== Supplied passage

Res-school deal set to close this fall
Courts: “Former students and family members have the right to object…”
Inuit survivors of residential schools — and the lawyers and organizations who represent them — will face one last hurdle this fall.
That’s when courts in nine provinces and territories will hold final hearings on a settlement agreement reached last year between the federal government, numerous churches, and lawyers representing residential school survivors.
The purpose of those hearings is to allow any former student, or family member of a former student, to tell the courts about any parts of the agreement that they don’t like.
“Former students and family members have the right to object to the agreement if they don’t like some part of it,” says a press release issued last week by the courts.
After that, courts will likely approve the deal, and notices will go out explaining how people may apply for compensation payments.
It’s estimated that at least 4,000 Inuit and Inuvialuit living in Nunavut, Nunavik, the Northwest Territories, and southern Canada are eligible for compensation payments.
You can find information about the settlement agreement on the internet here: www.residentialschoolsettlement.ca.
There, you’ll find numerous documents explaining the agreement in English, Inuktitut and French, as well as application forms for the $8,000 advance payment that’s now available to survivors aged 65 and older.
The site also contains forms that former students may use to ask questions or register objections.
In Nunavut, former students may register objections at a public hearing set for Oct. 10-11 at the Iqaluit courthouse, to be organized by the Nunavut Court of Justice in Iqaluit.
In Quebec, former students may attend a public hearing starting at 9:30 a.m. Sept. 8 at the Palais de Justice, 1 rue Notre-Dame est, to be organized by the Quebec Superior Court.
In the Northwest Territories, former students may attend a public hearing Oct.3-4, at the Yellowknife courthouse, 4903 49th St.
Information about hearings in other provinces is listed at the residential school website.
The settlement deal, reached last November, was confirmed this past April by Jim Prentice, the Tory DIAND minister.
That agreement, which is detailed on the website, provides for the following:
* a “common experience” payment for every aboriginal person who attended a residential school run by, or on behalf of, the federal government, comprising a lump sum of $10,000, plus $3,000 for each year of attendance;
* an “individual assessment process” to provide additional compensation to those who suffered severe physical or sexual abuse;
* $125 million to the Aboriginal Healing Fund, which will be used to pay for healing programs over a five-year period;
* $20 million to set up memorials to help people remember the history of residential schools;
* money to pay for a “truth and reconciliation” process that would bring people together in a public acknowledgement of what happened at aboriginal residential schools.

====
== Task inputs

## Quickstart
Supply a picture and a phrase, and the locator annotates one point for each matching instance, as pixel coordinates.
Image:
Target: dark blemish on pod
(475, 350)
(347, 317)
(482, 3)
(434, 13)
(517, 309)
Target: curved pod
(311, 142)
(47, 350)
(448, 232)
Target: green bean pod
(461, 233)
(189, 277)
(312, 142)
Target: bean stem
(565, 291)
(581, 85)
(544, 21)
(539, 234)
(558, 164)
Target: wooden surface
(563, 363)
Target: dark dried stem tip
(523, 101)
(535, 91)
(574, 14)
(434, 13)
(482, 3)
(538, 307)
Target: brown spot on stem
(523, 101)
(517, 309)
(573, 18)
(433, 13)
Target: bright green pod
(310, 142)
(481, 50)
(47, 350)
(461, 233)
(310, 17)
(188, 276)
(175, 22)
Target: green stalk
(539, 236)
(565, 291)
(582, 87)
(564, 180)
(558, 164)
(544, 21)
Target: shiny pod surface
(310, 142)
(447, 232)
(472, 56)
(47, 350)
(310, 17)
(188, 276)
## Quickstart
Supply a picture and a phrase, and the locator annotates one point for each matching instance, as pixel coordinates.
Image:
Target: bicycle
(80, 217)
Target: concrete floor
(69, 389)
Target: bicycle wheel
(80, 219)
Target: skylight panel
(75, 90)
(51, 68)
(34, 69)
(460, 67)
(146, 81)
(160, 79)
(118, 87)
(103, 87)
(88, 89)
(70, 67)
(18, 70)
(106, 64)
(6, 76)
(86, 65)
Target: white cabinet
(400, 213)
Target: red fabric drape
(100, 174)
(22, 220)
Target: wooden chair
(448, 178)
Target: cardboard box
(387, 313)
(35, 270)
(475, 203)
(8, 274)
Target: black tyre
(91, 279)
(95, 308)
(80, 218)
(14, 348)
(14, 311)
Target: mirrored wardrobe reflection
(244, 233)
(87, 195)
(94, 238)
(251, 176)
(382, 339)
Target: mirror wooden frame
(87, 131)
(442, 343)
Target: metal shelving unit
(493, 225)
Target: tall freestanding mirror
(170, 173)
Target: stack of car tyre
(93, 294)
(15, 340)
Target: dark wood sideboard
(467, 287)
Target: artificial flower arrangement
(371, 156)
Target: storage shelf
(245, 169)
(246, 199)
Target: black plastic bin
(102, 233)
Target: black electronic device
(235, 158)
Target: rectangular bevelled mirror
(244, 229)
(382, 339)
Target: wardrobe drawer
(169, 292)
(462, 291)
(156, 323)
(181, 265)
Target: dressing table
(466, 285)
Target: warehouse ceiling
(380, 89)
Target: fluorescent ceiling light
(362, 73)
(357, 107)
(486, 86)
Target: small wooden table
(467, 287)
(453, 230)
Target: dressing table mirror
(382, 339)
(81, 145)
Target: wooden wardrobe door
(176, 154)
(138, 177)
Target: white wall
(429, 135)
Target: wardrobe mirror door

====

■ **What is asked**
a) Extract from the records every line from the one containing "Target: wooden wardrobe door" down through the final line of the records, both ends included, and reproduce them unchanged.
b) Continue the article on the residential school settlement from its final sentence.

■ **Final results**
a)
Target: wooden wardrobe door
(176, 154)
(138, 177)
Target: white wall
(429, 135)
Target: wardrobe mirror door

b)
Under the “individual assessment process,” or IAP, former students who suffered serious physical or sexual abuse may apply for additional compensation payments, ranging in size from $5,000 up to $275,000 per student.
Under the IAP scheme, the size of the payment is calculated using a point system that measures the severity and frequency of the abuse claimed by the former student.
The federal government appointed Frank Iacobucci, a former Supreme Court justice, as its representative last year, after a national consortium of lawyers launched a class-action lawsuit on behalf of every aboriginal person in Canada who attended a residential school run by or for the federal government.
Known as the “Baxter case,” that lawsuit threatened to create a $16-$18 billion liability for the federal government.
The settlement, on the other hand, will likely cost about $2.2 billion, with about $1.9 billion set aside for compensation payments.
The following schools, all of which may have been attended by Inuit or Inuvialuit, are listed in schedules attached to the settlement agreement.
* Churchill Vocational Centre
(Attended by students from what is now Nunavut and Nunavik)
* Aklavik: Immaculate Conception
* Aklavik: All Saints
* Fort McPherson: Flemming Hall
* Inuvik: Grollier Hall
* Inuvik: Stringer Hall
* Yellowknife: Akaitcho Hall
* Shingle Point Eskimo Residential School
* Fort Smith: Grandin College
* Federal Hostels at Great Whale River (Kuujjuarapik)
* Federal Hostels at Port Harrison (Inukjuak)
* Federal Hostels at George River (Kangiqsualujjuaq)
* Federal Hostels at Payne Bay (Kangirsuk)
* Chesterfield Inlet: Joseph Bernier School, Turquetil Hall
* Coppermine Tent Hostel (Kugluktuk)
* Federal Hostels at Pangnirtung
* Federal Hostels at Broughton Island (Qikiqtarjuaq)
* Federal Hostels at Cape Dorset
* Federal Hostels at Eskimo Point (Arviat)
* Federal Hostels at Igloolik
* Federal Hostels at Baker Lake
* Federal Hostels at Pond Inlet
* Federal Hostels at Cambridge Bay
* Federal Hostels at Lake Harbour (Kimmirut)
* Federal Hostels at Belcher Islands (Sanikiluaq)
* Federal Hostels at Frobisher Bay (Ukkivik Hostel, Iqaluit)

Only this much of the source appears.